#### Work instructions
Reproduce exactly, and nothing but, the lines between the one with "Here's a bet: you won't be able to pinpoint the bridle" and the end of the entries, both ends included.

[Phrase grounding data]
^^^^^^^^

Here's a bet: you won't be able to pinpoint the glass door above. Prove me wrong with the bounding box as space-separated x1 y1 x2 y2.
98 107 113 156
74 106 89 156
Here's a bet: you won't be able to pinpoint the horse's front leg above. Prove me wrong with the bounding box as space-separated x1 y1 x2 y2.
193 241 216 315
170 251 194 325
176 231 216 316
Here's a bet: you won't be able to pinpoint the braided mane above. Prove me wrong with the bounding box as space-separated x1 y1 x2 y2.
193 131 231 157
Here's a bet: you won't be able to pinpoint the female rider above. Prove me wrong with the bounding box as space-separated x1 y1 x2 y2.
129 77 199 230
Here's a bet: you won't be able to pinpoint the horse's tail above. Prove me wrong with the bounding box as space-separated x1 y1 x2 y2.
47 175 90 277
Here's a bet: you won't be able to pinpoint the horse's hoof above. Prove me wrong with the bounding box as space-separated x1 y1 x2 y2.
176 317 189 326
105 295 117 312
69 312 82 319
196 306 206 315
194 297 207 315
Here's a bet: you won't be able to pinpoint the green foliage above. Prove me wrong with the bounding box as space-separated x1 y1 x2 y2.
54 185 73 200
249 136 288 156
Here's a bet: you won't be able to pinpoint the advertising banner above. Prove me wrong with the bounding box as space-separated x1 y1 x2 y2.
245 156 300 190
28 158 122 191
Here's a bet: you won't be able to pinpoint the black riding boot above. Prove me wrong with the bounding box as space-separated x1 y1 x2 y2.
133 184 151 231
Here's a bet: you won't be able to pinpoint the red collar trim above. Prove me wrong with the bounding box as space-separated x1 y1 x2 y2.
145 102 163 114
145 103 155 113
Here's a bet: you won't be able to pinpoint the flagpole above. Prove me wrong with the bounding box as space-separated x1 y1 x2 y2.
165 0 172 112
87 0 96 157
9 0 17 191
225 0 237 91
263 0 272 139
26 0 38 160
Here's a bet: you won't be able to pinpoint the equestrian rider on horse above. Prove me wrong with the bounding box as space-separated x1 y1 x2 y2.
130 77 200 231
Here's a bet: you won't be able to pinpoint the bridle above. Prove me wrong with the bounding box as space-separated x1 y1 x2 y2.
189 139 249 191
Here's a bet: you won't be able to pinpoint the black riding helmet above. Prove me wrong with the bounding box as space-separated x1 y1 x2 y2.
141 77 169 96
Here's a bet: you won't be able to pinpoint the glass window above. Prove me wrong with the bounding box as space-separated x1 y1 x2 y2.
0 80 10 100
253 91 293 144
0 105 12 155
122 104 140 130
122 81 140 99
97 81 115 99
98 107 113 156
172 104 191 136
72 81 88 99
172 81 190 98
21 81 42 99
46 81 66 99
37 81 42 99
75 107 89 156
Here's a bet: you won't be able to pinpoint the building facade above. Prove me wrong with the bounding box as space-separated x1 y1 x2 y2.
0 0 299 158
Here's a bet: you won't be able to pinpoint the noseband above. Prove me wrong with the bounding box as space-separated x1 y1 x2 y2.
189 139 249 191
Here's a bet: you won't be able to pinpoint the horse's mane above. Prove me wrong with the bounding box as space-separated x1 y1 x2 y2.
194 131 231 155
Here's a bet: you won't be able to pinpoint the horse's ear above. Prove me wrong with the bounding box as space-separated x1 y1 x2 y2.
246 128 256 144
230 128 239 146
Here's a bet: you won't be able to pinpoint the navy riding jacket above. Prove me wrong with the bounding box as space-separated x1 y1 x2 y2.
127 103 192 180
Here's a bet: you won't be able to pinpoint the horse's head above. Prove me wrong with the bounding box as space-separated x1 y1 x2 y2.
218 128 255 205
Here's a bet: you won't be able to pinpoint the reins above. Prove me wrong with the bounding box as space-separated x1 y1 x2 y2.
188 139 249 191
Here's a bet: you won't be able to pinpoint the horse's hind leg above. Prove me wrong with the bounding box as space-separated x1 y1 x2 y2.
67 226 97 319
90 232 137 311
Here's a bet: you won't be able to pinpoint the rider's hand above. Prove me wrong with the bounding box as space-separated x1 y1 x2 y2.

^^^^^^^^

#### Exercise response
Here's a bet: you won't be able to pinpoint the bridle above. Prove me wrong with the bounding box as space-separated x1 y1 x2 y2.
189 139 249 191
Here's a bet: you won't be able to pinpoint the black riding helmet above. Prove me wrong with the bounding box as space-separated x1 y1 x2 y2.
141 77 169 96
Here's a bet: you won't be able to pinpoint the glass window above. Prove me wrong with the bounding box as space-separated x1 y1 x2 y2.
0 80 10 100
253 91 293 144
0 105 12 155
122 104 140 130
122 81 140 99
97 81 115 99
98 107 113 156
172 104 191 136
72 81 88 99
172 81 190 98
21 81 42 99
46 81 66 99
37 81 42 99
75 107 89 156
Here's a bet: you won't be able to pinpoint the building facade above. Prove me wrong with the bounding box as space-separated x1 y1 x2 y2.
0 0 299 158
Here's a bet: you won't be able to pinpoint the noseband above. Prove me wrong with the bounding box as space-separated x1 y1 x2 y2.
189 139 249 191
Here's a bet: you won't be able to pinpoint the horse's mane above. Prove me wrong with the bounding box as space-separated x1 y1 x2 y2.
194 131 231 155
Here's a bet: you won't be able to pinpoint the horse's ear above. Prove me wrong with the bounding box as space-separated x1 y1 x2 y2.
246 128 256 144
230 128 239 146
Here's a bet: you won't be able to pinpoint the navy riding jacket above. Prove me wrong with the bounding box as space-separated x1 y1 x2 y2.
127 103 192 180
Here's a bet: you won't be able to pinpoint the horse's head above. Prove me wrong with the bounding box as space-separated x1 y1 x2 y2.
218 128 255 205
Here's a bet: you won't be able to pinpoint the reins above. Prove me wrong with the bounding box as space-separated x1 y1 x2 y2.
188 139 249 191
Here's a bet: you won't be able to pinpoint the horse's hind leg above. Prove me wrong with the bounding box as space-separated x1 y1 x2 y2.
67 226 97 319
90 232 137 311
Here's a bet: you won't be able to pinpoint the rider's hand above. Prove me wrong with the bounding box as space-separated x1 y1 x2 y2.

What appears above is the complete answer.